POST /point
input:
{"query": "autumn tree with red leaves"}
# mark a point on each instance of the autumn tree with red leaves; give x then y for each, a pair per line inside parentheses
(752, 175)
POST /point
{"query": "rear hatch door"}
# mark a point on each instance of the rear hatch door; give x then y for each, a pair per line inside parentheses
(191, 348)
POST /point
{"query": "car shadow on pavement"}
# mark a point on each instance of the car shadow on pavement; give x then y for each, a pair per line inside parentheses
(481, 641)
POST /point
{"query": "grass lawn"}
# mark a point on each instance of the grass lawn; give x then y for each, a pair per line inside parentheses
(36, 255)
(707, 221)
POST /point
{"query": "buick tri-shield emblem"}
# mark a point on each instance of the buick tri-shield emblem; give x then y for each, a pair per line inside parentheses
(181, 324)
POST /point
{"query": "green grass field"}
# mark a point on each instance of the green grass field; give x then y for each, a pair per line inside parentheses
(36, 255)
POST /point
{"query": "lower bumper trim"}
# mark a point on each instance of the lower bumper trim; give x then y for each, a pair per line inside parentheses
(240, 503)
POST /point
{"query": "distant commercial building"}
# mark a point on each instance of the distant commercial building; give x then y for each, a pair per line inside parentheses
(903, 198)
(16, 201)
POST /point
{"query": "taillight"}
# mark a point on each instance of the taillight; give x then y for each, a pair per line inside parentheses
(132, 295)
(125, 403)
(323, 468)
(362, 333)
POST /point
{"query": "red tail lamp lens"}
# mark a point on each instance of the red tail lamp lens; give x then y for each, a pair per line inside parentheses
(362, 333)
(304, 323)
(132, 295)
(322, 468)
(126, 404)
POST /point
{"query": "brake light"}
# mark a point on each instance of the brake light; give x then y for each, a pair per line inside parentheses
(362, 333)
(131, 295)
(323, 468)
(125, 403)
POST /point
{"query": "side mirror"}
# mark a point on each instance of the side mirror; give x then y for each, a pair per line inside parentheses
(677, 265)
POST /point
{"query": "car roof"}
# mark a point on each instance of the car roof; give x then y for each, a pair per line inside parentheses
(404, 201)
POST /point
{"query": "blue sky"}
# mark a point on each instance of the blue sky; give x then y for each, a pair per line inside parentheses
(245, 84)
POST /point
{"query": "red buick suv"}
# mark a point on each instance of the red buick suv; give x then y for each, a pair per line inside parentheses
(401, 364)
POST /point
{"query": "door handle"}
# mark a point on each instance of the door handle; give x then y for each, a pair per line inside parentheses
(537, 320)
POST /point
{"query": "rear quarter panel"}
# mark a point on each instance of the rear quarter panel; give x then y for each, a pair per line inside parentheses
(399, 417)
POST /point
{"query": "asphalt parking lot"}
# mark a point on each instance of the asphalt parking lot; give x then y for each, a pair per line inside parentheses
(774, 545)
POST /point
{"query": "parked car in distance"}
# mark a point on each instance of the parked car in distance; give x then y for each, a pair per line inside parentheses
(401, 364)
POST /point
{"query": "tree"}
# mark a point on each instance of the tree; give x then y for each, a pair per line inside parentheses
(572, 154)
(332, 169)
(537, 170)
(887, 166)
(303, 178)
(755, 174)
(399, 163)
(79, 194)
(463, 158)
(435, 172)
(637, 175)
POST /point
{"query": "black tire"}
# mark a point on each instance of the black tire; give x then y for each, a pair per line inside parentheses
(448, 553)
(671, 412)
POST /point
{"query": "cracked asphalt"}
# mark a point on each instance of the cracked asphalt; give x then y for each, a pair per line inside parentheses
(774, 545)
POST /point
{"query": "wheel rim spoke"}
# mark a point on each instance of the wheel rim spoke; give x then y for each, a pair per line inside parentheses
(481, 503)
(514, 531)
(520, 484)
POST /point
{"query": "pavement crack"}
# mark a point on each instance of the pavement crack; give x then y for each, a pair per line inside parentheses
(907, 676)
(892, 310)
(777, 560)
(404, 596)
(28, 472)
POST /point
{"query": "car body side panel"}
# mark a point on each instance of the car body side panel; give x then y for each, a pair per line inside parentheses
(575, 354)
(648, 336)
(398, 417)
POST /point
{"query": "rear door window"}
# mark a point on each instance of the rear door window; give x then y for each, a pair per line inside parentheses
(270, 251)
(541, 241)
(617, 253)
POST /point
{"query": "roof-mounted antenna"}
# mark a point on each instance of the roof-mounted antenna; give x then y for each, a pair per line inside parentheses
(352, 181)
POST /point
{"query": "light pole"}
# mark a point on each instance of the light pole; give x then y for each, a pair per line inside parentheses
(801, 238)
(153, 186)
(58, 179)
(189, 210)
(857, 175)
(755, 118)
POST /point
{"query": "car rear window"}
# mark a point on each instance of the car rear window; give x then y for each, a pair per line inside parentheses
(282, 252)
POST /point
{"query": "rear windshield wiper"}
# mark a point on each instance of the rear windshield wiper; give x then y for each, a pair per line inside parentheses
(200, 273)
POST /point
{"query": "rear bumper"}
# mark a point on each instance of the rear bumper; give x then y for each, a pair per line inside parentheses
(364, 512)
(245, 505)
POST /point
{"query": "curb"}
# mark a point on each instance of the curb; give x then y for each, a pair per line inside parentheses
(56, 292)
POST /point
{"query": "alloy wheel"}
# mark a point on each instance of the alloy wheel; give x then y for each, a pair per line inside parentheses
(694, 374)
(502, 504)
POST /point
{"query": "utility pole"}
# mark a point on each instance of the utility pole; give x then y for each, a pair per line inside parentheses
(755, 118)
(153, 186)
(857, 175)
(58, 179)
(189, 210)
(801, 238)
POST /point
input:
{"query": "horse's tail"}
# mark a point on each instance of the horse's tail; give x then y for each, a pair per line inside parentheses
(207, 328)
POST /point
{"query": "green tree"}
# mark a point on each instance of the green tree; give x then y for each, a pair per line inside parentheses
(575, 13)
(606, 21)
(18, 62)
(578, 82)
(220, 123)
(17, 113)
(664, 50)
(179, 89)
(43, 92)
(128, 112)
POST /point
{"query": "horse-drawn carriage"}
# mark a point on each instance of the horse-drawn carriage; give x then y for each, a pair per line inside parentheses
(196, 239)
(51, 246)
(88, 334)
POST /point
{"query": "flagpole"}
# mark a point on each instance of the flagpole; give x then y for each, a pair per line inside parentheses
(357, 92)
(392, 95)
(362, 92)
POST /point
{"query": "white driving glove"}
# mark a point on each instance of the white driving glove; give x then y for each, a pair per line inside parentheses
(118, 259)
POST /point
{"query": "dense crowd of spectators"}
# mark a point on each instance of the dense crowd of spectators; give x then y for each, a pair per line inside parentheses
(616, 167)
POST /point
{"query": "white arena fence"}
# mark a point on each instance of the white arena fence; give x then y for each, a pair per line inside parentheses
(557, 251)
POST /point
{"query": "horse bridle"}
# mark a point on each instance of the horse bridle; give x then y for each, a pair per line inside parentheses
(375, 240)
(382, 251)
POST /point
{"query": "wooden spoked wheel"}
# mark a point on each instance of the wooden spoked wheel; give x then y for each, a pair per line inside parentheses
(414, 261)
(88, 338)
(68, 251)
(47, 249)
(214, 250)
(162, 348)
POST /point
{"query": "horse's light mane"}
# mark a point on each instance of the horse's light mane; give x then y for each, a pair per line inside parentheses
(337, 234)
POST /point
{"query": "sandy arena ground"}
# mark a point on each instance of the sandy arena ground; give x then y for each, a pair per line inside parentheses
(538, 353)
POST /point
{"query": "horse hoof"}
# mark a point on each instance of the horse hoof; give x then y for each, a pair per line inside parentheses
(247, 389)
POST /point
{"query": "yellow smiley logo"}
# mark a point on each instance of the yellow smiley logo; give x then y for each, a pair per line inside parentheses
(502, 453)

• WHAT IS BEING ASKED
From the first line to the last, copy every record exactly.

• PROBLEM SOLUTION
POST /point
input:
{"query": "autumn tree with red leaves"}
# mark a point on each instance of the autumn tree with red leaves; give x then y for each, a pair per line inside parentheses
(752, 175)
POST /point
{"query": "rear hatch door"}
# mark a point on each instance of the rear hatch door; give x then y for each, a pair per line inside parentheses
(191, 348)
POST /point
{"query": "car shadow on pavement"}
# mark a point on each instance of the car shadow on pavement; give x then y for each, a pair per line inside parentheses
(481, 641)
POST /point
{"query": "grass lawn"}
# mark a point on each instance of the grass lawn; give x then y for each, a pair per line inside parentheses
(36, 255)
(707, 221)
POST /point
{"query": "buick tri-shield emblem"}
# mark a point on each instance of the buick tri-shield emblem; give x then y for each, a pair per line inside parentheses
(181, 324)
POST /point
{"query": "green grass field"}
# mark a point on each instance of the green grass field; give x then y for each, a pair per line inside parentheses
(36, 255)
POST /point
{"query": "lower bumper trim"}
# mark a point on each instance of the lower bumper trim; give x then y for each, a pair per line inside parentheses
(240, 503)
POST /point
{"query": "distant commercial building"}
# mark a point on each instance of the distant commercial building; give x then y for each, a pair per line inside parentheses
(903, 198)
(16, 201)
POST /point
{"query": "taillight"}
# mark a point on each instance of the taillight; give x then y for each, a pair per line inside parentheses
(132, 295)
(125, 403)
(323, 468)
(362, 333)
POST /point
{"query": "red tail lamp lens"}
# mark a point on each instance of the red tail lamp lens; give x then y for each, a pair per line inside parentheses
(362, 333)
(304, 323)
(132, 295)
(322, 468)
(126, 404)
POST /point
{"query": "brake light"}
# mark a point on each instance of the brake light; give x then y for each, a pair per line inside parentheses
(362, 333)
(131, 295)
(323, 468)
(125, 403)
POST /point
{"query": "side mirror"}
# mark a point on each instance of the side mirror; give x then y for each, a pair per line inside parentheses
(677, 265)
POST /point
{"query": "car roof"}
# mark a point on each instance of the car roof; give x then y for each, a pair per line inside parentheses
(404, 201)
POST /point
{"query": "blue sky"}
# mark a point on each instance of the blue sky; give x then y for each, a pair per line inside parentheses
(245, 84)
POST /point
{"query": "red buick suv"}
# mark a point on each instance of the red buick suv; give x then y for each, a pair per line inside parentheses
(401, 364)
POST /point
{"query": "door handle"}
# mark a point on each instance of the door handle; give x then y for each, a pair per line inside parentheses
(537, 320)
POST /point
{"query": "rear quarter panel"}
# mark a point on each instance of the rear quarter panel; give x then y for each, a pair per line inside parentheses
(399, 417)
POST /point
{"query": "asphalt parking lot"}
# mark a point on each instance of the asphalt parking lot; give x then y for each, a pair per line inside parentheses
(774, 545)
POST /point
{"query": "parked car in distance"}
# mark a point on each instance of the parked car in distance; give x then y for each, a pair per line inside parentheses
(401, 364)
POST /point
{"query": "tree"}
# mark a point on each instance of the tree; give x then y for each, a pair per line inside parentheses
(572, 154)
(332, 169)
(537, 170)
(887, 166)
(303, 178)
(755, 174)
(399, 163)
(79, 194)
(463, 158)
(435, 172)
(637, 175)
POST /point
{"query": "black tire"}
# mark a point on each instance of the black tire; give x then y for each, a pair per line inside parentheses
(448, 553)
(671, 412)
POST /point
{"query": "cracked asphalt"}
# mark a point on each instance of the cracked asphalt; give x then y for each, a pair per line inside parentheses
(774, 545)
POST /point
{"query": "wheel rim spoke"}
# mark a point on each instance of the wheel rim spoke; give x then y for each, a pair per line inside parentheses
(481, 503)
(514, 531)
(520, 484)
POST /point
{"query": "pavement crack"}
# mark a point on each instance of the pavement crack; give x then y for each, a pair per line inside parentheses
(907, 676)
(892, 310)
(777, 560)
(404, 596)
(28, 472)
POST /point
{"query": "car body side panel"}
# mark a point on each instance of the car body side panel; give x then y for each, a pair per line inside parentheses
(575, 354)
(648, 336)
(398, 417)
POST /point
{"query": "rear door window"}
# mark a point on each instance of the rear door window; give x then y for each, a pair per line inside parentheses
(270, 251)
(541, 241)
(617, 253)
POST /point
{"query": "roof-mounted antenna"}
# mark a point on each instance of the roof-mounted antenna; give x then y for each, a pair per line inside parentheses
(352, 181)
POST /point
{"query": "light pole"}
# mark a point on each instance of the light pole; give x then y for each, a pair per line inside parentheses
(801, 238)
(153, 186)
(58, 179)
(189, 210)
(857, 175)
(755, 118)
POST /point
{"query": "car rear window"}
# mark a point on each instance of the car rear window; give x then y for each, a pair per line inside parentheses
(282, 252)
POST /point
{"query": "rear windshield wiper"}
# mark a point on each instance of the rear windshield wiper; give x then y for each, a pair per line inside parentheses
(200, 273)
POST /point
{"query": "rear bumper"}
# mark a point on each instance of the rear bumper; give x then y for each, a pair per line inside parentheses
(364, 512)
(245, 505)
POST /point
{"query": "curb"}
# mark a point on each instance of the curb; give x then y for each, a pair per line inside parentheses
(56, 292)
POST /point
{"query": "alloy wheel"}
# mark a point on each instance of the alloy wheel; give x then y for each, a pair per line inside parentheses
(694, 374)
(502, 504)
POST /point
{"query": "utility pole"}
# mark a point on each instance of the utility pole; give x then y for each, a pair per line inside parentheses
(755, 118)
(153, 186)
(857, 175)
(58, 179)
(189, 210)
(801, 238)
POST /point
input:
{"query": "horse's tail"}
# mark a point on each instance of the horse's tail; give x then y for each, a pair per line inside parentheses
(207, 328)
POST /point
{"query": "green tree"}
# mark a point on each instance of the green tree; give x then y for each, a pair per line inside parentheses
(575, 13)
(606, 21)
(18, 62)
(578, 82)
(220, 123)
(17, 113)
(664, 50)
(179, 89)
(43, 92)
(128, 112)
POST /point
{"query": "horse-drawn carriage"}
# mark a point on each instance of the horse-drawn carriage; give x then y for each, a pair per line inside parentheses
(196, 239)
(51, 246)
(88, 334)
POST /point
{"query": "flagpole"}
# mark a point on each instance of the flagpole; give x then y for each, a pair per line inside parentheses
(357, 92)
(392, 95)
(362, 92)
POST /point
{"query": "white driving glove"}
# mark a point on each instance of the white driving glove; give x then y for each, a pair per line inside parentheses
(118, 259)
POST /point
{"query": "dense crowd of spectators"}
# mark a point on each instance of the dense crowd of spectators; give x then y for each, a pair per line inside parentheses
(616, 167)
POST /point
{"query": "white arena fence"}
# mark a point on each instance of the white arena fence; give x then y for each, a pair per line inside parentheses
(557, 251)
POST /point
{"query": "horse bridle"}
# mark a point on each instance of the horse bridle; give x then y for each, a pair per line inside parentheses
(375, 240)
(382, 251)
POST /point
{"query": "wooden spoked wheel"}
# mark a point on each instance of the wooden spoked wheel; give x then y for each, a pair per line inside parentheses
(414, 261)
(88, 338)
(68, 251)
(47, 249)
(214, 250)
(162, 348)
POST /point
{"query": "horse's light mane"}
# mark a point on each instance of the horse's light mane; give x then y for each, a pair per line inside parentheses
(337, 234)
POST /point
{"query": "sandy arena ground"}
# mark a point on each instance of the sandy arena ground; give x then y for each, a pair per line inside parentheses
(538, 353)
POST /point
{"query": "horse hoof"}
# mark a point on each instance of the horse hoof; give x then y for each, a pair per line inside parentheses
(247, 389)
POST /point
{"query": "yellow smiley logo"}
# mark a point on each instance of the yellow smiley logo; give x then y for each, a pair per line inside parentheses
(502, 453)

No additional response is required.